(Region labeling items)

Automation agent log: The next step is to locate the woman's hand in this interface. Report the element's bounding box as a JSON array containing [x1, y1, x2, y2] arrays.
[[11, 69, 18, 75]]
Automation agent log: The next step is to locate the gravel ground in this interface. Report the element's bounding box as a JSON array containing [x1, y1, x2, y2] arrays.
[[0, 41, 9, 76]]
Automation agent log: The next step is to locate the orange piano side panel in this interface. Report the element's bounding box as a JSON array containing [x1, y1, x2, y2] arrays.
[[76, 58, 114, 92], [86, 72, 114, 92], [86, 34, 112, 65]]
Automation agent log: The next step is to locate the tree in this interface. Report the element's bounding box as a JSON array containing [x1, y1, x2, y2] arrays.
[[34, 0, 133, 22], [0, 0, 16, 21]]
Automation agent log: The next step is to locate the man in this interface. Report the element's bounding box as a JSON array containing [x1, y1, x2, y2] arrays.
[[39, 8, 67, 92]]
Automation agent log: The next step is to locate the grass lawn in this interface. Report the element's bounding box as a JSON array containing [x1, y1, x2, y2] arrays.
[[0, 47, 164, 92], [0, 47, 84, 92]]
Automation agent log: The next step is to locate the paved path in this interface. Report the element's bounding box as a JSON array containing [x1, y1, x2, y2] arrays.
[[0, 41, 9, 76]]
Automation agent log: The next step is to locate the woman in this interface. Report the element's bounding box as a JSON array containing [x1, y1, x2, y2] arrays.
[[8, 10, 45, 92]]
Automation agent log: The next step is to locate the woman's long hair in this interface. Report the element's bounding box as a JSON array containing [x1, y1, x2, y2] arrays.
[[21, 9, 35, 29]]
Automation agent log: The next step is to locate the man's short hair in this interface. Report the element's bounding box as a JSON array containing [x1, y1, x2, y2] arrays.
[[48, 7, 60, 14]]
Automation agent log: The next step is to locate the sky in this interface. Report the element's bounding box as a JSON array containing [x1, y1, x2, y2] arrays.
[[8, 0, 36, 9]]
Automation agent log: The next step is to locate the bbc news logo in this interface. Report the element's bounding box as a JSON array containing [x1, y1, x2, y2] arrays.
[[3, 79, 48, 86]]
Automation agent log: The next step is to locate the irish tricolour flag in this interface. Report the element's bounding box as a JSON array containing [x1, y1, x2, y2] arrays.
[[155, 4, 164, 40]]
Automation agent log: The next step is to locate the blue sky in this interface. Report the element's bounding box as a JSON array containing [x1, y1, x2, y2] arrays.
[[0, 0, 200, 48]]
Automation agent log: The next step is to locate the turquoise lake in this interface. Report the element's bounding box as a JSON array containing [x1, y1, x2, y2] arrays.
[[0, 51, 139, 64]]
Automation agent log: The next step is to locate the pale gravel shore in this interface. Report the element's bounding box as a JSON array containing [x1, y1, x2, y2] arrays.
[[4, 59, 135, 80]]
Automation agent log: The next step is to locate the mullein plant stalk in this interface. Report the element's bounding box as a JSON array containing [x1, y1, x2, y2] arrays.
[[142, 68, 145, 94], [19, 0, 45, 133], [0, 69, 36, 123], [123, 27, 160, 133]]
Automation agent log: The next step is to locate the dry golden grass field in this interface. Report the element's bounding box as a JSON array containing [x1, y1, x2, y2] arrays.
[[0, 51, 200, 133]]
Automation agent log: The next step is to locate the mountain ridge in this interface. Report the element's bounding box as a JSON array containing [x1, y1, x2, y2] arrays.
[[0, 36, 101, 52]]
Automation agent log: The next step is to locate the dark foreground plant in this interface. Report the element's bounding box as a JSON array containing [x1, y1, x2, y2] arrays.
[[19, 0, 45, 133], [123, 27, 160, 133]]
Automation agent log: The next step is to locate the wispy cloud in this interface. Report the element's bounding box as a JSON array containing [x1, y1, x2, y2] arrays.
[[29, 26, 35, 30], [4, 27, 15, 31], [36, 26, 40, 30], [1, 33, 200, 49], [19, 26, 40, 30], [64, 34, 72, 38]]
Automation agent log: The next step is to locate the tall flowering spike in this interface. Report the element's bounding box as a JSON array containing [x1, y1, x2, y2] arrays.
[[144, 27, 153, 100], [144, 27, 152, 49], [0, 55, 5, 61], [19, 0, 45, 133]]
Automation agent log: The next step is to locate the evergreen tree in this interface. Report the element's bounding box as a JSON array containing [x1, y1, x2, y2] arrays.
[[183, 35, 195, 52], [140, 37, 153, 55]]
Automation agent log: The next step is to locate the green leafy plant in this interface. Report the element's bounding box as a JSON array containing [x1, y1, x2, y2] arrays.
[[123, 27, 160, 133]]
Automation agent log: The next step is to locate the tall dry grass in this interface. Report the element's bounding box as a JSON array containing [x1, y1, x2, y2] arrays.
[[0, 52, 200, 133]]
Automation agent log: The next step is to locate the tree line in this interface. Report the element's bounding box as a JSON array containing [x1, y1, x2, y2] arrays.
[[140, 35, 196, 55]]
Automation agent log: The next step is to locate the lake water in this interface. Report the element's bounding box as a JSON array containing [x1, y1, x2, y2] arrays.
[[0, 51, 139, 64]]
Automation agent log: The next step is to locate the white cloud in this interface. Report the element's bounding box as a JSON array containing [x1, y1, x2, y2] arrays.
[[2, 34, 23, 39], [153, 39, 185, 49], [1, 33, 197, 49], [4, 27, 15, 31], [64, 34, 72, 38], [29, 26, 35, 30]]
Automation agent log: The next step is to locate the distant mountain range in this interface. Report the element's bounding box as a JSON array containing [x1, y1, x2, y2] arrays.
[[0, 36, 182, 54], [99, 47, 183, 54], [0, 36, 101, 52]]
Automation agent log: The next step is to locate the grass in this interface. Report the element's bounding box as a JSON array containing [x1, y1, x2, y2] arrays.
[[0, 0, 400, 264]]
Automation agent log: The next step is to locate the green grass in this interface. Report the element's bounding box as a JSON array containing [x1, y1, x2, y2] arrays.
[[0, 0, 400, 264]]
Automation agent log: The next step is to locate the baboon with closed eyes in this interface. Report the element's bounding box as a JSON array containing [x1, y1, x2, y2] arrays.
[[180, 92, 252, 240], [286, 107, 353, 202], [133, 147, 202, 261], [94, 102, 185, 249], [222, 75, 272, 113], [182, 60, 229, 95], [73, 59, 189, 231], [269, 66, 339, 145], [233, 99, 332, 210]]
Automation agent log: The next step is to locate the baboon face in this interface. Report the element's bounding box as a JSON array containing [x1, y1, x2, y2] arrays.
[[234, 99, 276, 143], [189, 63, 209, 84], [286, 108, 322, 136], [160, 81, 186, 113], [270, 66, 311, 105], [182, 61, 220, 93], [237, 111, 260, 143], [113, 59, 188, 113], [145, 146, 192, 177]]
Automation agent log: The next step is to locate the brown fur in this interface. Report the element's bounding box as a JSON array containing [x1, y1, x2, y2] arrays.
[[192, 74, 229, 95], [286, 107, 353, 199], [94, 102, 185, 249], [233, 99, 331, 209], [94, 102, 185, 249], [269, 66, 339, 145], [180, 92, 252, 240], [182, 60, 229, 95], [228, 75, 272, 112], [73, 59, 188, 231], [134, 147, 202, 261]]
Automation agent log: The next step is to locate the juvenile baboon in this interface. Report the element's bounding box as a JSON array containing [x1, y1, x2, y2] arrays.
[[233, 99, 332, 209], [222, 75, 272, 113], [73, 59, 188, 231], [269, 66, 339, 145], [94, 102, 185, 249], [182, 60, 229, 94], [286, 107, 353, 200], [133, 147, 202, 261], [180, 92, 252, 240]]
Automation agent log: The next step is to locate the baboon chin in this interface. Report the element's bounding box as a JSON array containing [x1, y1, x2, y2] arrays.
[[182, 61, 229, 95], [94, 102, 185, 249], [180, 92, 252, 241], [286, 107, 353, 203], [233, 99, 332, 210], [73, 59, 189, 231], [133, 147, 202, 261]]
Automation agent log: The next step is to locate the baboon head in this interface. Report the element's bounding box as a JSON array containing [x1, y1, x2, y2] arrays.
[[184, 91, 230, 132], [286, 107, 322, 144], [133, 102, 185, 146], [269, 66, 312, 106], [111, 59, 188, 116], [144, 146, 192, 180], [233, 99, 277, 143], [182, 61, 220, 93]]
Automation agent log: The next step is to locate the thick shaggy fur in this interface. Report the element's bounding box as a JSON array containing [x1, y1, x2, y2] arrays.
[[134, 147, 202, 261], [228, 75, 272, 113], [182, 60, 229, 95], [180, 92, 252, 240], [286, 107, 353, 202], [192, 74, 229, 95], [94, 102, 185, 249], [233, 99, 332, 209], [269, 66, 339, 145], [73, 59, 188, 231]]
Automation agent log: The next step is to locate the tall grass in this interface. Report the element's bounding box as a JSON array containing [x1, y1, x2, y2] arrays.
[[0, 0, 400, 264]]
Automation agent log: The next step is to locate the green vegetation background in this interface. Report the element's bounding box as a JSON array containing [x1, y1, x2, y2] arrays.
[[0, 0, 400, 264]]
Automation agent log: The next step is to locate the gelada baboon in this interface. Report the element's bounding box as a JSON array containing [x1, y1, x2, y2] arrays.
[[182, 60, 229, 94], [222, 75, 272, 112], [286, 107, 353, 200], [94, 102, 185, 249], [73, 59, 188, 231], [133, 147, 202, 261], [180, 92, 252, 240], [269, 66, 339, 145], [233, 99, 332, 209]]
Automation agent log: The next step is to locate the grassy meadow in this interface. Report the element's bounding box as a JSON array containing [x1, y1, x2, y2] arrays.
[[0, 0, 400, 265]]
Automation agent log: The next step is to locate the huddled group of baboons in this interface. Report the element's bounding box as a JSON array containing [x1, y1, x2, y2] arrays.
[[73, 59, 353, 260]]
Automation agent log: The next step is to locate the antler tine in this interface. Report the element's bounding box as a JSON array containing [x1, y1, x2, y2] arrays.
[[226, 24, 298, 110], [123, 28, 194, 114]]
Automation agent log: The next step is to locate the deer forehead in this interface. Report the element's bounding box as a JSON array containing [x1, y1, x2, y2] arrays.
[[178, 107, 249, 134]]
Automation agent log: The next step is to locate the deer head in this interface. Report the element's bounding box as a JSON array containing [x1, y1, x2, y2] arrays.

**Task to complete**
Can you rescale the lines from the line with "Automation agent log: The next step is to locate the dry" to the line with "[[19, 0, 45, 133], [123, 27, 160, 133]]", keeping each item's wording unchanged and multiplying every bounding-box coordinate in the answers by 1.45, rounded to whole numbers with halves going up?

**Answer to the task**
Automation agent log: The next step is to locate the dry golden grass field in this interface. Report the element's bounding box as a JSON array containing [x1, y1, x2, y2] arrays.
[[0, 74, 290, 193]]
Automation agent log: The next step is to locate the mountain ridge in this interface. Report the element's bounding box as a JSON array containing [x1, y1, x2, y2] arrays.
[[0, 52, 146, 75]]
Automation agent log: The next step is to locate the dark foreground plant in this interface. Report the element's bounding box as a JSON array containing [x1, y1, x2, y2] arrays.
[[28, 0, 65, 193], [178, 39, 232, 193]]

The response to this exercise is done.